* _Work request_
Copy out lines with the word "glass" from the material that follows.

* _Input_
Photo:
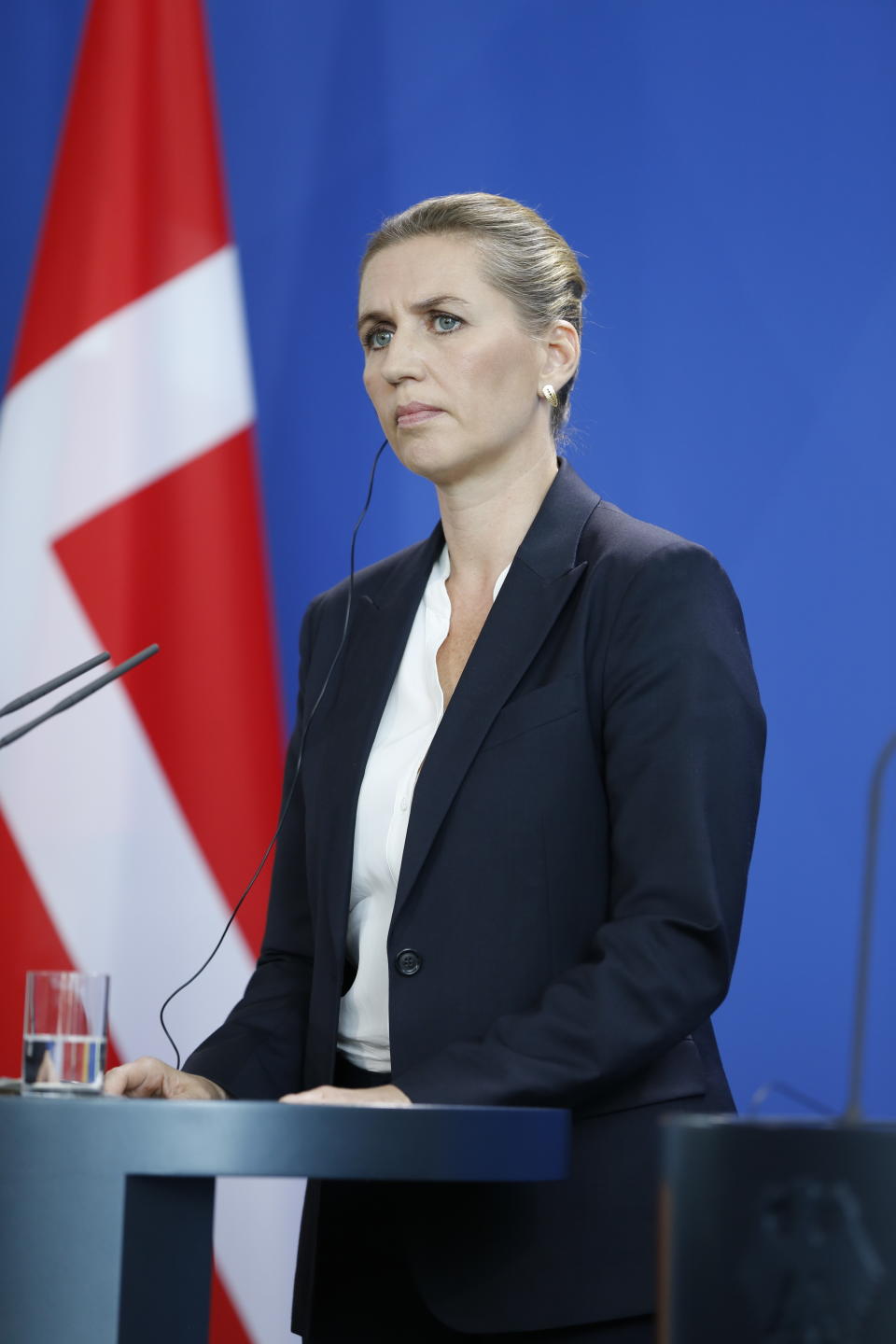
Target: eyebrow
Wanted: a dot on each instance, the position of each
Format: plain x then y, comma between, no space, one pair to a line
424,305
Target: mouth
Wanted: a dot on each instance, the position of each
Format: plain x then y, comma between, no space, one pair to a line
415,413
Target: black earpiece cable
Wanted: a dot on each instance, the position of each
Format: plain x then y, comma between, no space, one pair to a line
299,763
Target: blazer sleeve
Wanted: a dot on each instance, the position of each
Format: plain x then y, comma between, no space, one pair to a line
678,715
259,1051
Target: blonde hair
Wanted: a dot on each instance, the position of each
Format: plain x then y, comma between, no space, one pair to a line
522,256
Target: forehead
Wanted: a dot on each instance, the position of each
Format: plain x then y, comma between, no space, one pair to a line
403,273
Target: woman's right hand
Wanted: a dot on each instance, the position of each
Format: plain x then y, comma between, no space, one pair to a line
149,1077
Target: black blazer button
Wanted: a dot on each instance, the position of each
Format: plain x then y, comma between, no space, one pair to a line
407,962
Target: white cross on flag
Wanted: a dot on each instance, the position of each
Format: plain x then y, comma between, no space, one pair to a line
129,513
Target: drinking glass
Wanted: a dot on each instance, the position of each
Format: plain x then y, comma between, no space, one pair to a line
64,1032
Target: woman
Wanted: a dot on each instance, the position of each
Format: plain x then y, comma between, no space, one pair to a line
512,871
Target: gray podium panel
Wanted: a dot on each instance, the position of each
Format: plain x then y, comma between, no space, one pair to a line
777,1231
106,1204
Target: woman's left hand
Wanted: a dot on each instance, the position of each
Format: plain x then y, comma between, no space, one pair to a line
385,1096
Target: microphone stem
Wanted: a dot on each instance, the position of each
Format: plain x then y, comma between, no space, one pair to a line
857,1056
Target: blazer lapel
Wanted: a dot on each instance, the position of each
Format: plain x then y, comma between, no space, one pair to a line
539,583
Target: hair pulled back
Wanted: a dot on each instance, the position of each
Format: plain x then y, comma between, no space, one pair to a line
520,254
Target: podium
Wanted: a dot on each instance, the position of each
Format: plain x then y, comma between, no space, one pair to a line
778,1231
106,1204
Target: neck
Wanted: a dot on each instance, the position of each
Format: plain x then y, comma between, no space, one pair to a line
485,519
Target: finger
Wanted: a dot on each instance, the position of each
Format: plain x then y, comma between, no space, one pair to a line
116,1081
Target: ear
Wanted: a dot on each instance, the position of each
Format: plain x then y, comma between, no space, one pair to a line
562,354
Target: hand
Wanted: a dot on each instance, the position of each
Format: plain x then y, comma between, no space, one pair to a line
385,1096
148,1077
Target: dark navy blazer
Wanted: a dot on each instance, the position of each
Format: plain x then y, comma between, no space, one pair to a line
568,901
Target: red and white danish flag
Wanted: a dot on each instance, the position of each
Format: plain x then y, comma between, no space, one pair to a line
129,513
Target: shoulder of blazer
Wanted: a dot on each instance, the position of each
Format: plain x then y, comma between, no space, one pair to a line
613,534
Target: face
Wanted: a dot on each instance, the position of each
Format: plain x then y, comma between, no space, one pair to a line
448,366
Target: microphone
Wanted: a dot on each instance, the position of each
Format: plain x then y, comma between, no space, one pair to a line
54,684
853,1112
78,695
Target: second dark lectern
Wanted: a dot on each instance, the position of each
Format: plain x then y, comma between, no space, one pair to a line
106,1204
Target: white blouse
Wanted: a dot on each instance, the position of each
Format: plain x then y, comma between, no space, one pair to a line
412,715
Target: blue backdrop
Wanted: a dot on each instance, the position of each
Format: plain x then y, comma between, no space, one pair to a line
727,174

==

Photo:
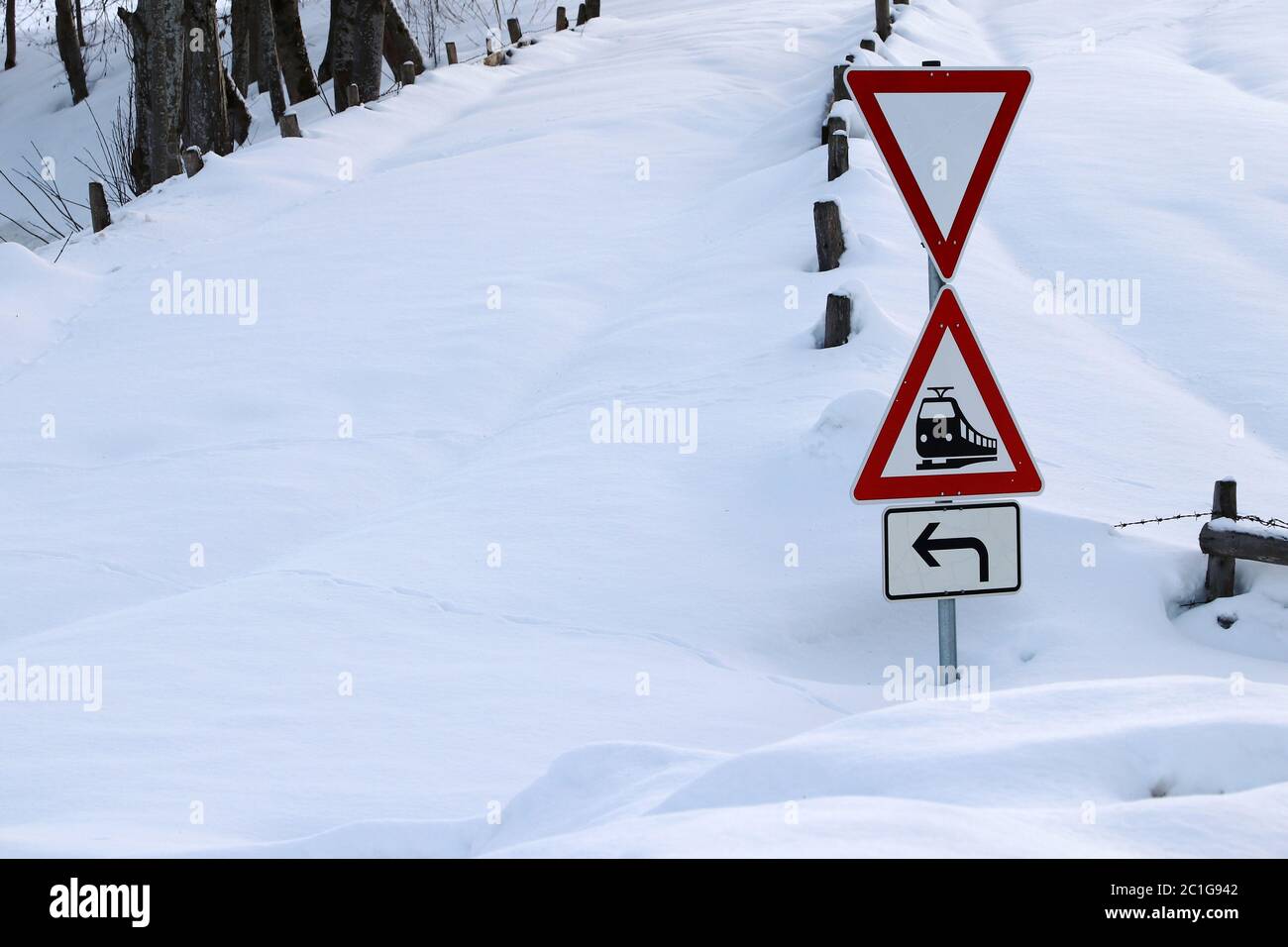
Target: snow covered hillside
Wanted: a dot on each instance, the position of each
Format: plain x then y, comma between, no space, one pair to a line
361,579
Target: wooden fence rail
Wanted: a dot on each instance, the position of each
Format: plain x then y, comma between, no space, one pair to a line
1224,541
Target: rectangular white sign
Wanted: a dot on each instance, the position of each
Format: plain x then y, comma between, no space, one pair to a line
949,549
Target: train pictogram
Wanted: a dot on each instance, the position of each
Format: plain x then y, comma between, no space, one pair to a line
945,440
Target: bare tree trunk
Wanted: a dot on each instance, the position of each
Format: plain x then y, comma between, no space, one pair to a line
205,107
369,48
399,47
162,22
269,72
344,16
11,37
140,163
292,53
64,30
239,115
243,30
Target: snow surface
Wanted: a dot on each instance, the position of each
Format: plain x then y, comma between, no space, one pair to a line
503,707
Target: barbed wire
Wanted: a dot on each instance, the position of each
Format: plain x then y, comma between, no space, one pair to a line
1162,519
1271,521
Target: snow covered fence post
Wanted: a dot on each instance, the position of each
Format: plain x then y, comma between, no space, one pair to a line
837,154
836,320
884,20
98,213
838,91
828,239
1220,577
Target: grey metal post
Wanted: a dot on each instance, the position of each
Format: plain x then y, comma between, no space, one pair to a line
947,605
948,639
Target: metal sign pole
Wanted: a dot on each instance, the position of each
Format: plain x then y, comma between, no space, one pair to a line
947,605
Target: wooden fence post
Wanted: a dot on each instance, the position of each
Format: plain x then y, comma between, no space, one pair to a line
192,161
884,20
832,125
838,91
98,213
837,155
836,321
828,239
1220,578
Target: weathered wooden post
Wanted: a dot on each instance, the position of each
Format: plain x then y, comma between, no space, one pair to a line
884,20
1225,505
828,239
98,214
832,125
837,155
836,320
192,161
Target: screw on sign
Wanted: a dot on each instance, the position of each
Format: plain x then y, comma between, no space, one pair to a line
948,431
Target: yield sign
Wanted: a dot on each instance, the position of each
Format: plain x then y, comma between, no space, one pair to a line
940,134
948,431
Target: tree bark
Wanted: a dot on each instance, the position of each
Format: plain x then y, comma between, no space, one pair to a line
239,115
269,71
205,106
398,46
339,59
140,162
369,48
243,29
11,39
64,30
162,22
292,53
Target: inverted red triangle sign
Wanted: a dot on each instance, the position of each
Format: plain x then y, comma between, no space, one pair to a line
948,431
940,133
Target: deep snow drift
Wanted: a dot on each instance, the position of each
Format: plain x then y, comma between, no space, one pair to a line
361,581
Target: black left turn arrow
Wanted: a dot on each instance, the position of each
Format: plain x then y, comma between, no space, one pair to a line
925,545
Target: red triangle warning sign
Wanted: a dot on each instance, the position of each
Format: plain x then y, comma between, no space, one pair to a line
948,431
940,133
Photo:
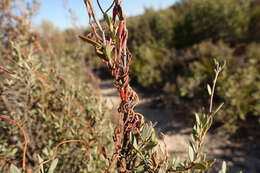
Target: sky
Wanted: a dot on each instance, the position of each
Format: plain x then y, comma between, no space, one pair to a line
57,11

...

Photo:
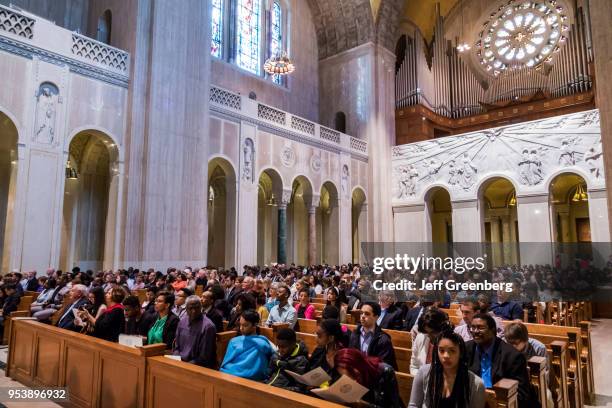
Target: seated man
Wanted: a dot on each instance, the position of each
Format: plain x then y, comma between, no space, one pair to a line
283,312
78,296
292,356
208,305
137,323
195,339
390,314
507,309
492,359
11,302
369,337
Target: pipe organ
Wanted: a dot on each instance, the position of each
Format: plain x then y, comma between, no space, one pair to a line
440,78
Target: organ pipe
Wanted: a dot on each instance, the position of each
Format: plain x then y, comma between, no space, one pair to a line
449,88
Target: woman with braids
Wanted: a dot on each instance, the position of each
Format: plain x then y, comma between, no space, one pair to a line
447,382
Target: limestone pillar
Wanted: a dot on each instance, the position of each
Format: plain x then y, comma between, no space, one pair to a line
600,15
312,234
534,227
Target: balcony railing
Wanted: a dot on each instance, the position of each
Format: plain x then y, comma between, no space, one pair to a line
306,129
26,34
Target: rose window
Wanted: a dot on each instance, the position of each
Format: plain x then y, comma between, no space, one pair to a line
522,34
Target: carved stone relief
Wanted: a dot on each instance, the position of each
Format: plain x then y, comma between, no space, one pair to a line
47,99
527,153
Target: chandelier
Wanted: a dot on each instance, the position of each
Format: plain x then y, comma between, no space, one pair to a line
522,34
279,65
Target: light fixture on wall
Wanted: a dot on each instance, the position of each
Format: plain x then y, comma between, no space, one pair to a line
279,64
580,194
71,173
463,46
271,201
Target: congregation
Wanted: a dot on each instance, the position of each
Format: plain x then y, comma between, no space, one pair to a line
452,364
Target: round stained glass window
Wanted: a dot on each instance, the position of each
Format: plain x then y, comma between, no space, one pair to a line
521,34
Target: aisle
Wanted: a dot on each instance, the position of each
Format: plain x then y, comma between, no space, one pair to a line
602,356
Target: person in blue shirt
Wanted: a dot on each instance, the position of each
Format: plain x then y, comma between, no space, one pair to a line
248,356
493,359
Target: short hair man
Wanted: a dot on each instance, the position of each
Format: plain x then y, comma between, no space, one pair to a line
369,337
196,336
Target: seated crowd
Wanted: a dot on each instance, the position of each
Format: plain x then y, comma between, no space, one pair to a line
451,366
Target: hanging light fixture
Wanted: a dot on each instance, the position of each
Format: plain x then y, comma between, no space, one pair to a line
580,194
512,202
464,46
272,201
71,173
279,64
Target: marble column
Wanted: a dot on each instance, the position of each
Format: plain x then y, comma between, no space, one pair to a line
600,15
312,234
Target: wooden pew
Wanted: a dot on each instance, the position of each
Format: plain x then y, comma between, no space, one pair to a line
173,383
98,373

* _Answer to this task_
Target: drinking glass
Target: round stained glass window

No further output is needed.